### Description of the task
Rewrite everything from the line containing "Mark the footprint" down to the end of the data, changing "ski pole" to "walking stick" wherever it appears and leaving all else unchanged.
* START *
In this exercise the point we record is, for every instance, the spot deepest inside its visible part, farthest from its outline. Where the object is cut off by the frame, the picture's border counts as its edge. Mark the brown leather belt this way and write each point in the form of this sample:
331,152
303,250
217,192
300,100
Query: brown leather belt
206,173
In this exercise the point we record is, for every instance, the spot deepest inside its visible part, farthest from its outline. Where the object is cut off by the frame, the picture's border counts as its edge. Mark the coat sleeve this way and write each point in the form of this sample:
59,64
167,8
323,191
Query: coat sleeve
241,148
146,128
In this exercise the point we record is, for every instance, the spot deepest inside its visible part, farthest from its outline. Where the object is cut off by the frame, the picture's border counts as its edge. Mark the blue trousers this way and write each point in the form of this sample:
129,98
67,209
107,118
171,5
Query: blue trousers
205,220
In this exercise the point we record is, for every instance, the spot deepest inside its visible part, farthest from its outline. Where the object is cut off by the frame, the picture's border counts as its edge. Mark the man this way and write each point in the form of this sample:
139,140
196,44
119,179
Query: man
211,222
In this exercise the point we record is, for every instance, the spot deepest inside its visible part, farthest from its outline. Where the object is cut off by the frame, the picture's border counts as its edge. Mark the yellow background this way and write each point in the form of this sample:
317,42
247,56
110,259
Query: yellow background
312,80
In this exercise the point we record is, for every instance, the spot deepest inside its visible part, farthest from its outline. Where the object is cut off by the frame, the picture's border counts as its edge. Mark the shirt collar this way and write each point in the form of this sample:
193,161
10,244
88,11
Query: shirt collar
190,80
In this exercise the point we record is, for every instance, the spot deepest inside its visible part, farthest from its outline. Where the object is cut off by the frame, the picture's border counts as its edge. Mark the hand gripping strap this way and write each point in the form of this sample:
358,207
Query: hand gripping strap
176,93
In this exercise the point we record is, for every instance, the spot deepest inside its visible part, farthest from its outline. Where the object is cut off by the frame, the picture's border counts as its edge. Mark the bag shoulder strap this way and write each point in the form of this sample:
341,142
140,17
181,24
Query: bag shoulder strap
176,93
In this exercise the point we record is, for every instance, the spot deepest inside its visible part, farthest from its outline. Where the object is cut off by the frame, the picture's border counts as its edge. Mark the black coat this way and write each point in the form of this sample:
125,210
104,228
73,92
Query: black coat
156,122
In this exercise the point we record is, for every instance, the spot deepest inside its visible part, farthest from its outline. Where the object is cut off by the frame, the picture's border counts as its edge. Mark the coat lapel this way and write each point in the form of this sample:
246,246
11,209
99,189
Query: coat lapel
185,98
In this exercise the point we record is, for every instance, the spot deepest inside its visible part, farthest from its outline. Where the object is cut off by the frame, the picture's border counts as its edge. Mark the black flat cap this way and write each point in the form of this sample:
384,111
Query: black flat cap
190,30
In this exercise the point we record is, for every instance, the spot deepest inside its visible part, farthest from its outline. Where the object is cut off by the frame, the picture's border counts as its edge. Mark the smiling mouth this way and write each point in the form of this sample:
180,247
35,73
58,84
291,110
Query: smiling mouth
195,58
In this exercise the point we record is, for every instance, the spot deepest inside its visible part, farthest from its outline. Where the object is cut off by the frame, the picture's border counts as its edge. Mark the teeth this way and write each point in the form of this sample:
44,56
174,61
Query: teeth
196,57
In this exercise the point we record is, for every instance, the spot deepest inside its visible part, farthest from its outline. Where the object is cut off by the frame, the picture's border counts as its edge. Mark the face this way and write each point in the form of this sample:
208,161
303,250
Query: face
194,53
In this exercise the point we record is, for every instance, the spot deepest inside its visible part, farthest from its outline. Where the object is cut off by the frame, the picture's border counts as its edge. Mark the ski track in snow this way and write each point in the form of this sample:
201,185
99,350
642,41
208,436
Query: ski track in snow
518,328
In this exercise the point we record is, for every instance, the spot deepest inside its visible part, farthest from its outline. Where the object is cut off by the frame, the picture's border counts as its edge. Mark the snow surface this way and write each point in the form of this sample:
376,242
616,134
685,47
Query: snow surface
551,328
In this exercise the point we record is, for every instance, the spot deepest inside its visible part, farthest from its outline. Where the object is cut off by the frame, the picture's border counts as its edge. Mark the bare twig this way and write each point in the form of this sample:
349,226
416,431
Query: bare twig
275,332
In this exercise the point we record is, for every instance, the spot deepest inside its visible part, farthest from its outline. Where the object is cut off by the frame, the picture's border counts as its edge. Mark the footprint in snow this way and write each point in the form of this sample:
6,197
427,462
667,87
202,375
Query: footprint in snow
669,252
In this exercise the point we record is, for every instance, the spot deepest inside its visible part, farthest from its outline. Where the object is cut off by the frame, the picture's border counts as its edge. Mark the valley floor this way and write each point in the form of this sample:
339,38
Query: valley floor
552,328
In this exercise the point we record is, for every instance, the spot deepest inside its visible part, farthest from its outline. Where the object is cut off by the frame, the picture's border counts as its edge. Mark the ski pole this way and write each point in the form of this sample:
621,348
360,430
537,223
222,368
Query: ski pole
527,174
* END *
### Reply
In this exercise the point we record is, for every instance, the spot deepest inside its visible part, farthest from its outline. Where the object is cut off by the frame, the picture's border counts as its edge. Mark the footprint in snow this way and write each point in the form of this sample:
6,197
427,462
667,87
202,375
Query: footprint in snow
669,252
In this exercise the point we record is, for every instance, the spot deepest inside its visible part, farthest from its outline. Where the object is cut off by the frame, the picture's border counts as its edge. Mark the valley floor this way and write each point in the form of this sample:
339,38
Query: valley floor
552,328
In this exercise the point we record is, for every instance, the spot deepest inside its visible part, farthest from its outline. Where the object is cut off by the frame, the picture's border counts as its edge. Mark the walking stick this way and write each point in the form of this sample:
621,348
360,430
537,223
222,368
Query: walking stick
527,174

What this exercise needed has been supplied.